**Extract**.

John F. Kennedy once said “war will exist until that distant day when the conscientious objector enjoys the same reputation and prestige that the warrior does today.” As I sit and watch Ken Burns’ documentary on the Vietnam War it forces me to relive a time when the prospect of being drafted into a war that few of us believed in would present us with a potentially life or death dilemma. Reliving those years is painful, however we are in the midst of a reprise of a country divided today that threatens to be every bit as painful.
The violence that presented itself to these shores in the 1960’s divided this country almost as deeply as the Civil War had a century before. Then, we had the benefit of visionary leaders like JFK who knew the horrors of war firsthand and was deeply suspicious of a military leadership that was always seemingly willing to default to war as a first resort. We also had civil rights leaders like Martin Luther King, Jr. who was determined to spearhead a movement through nonviolence. And as we dug deeper and deeper into the abyss Robert F. Kennedy stepped to the fore to bring a fresh perspective to the intractable crisis in Southeast Asia that had paralyzed the Johnson Administration. Before summer 1968 all three were gone.

**Region pointing data**.
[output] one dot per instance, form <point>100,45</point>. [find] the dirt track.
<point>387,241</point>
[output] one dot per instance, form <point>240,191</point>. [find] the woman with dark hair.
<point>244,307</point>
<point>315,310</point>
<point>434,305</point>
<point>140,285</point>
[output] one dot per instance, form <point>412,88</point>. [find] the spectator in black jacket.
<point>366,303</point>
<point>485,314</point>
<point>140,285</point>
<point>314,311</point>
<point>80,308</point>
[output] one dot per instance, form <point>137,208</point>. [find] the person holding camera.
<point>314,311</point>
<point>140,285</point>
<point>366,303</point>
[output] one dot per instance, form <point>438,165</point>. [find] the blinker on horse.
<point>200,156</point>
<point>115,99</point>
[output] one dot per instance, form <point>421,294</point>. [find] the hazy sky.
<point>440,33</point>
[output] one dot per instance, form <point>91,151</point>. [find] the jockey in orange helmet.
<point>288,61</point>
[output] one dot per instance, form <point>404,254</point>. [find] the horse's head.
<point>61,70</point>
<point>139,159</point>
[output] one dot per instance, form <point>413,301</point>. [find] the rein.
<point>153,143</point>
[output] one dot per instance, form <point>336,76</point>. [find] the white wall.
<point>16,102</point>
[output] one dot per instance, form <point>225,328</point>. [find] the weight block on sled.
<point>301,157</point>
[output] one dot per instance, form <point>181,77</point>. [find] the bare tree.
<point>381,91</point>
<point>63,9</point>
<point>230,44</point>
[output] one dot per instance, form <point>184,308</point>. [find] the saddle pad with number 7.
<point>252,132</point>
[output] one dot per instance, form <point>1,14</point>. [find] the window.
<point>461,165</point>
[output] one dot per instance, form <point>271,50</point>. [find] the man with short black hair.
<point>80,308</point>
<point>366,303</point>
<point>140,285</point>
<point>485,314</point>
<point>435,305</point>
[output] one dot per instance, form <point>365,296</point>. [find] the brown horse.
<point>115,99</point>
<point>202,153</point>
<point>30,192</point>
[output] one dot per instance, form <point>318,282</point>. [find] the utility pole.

**What to work on**. Continue the essay about the Vietnam War years and a divided country, picking up after its last sentence.

**Result**.
Today we search high and low for a visionary who has the wisdom, patience, compassion, and intellectual gravitas to lead us through a rapidly unraveling crisis on the Korean Peninsula while addressing simultaneously domestic difficulties at home that have deeply divided the nation. Yet what we find is a President enmeshed in the throes of an investigation that strongly hints at treason, corruption, criminal conspiracy, obstruction of justice, ineptitude, incompetence, and a general disdain for the ideals embodied in the constitution. The crisis in confidence is compounded by the fact that the man who occupies the Oval Office was elected by a minority of voters and through a process that potentially involved collusion with foreign adversaries. In all respects we must question the legitimacy of the election itself.
Trump has no experience in governance, public service, diplomacy or management and while selling himself to the populace as an expert negotiator has proved to be incapable of negotiating a single deal even though his political party controls all the levers of legislative and executive power. His dealings with foreign leaders, both friend and foe alike, has sparked international ridicule and his petulant, nearly childlike temperament has brought us to the brink of a nuclear war that could result in the deaths of millions of innocent people.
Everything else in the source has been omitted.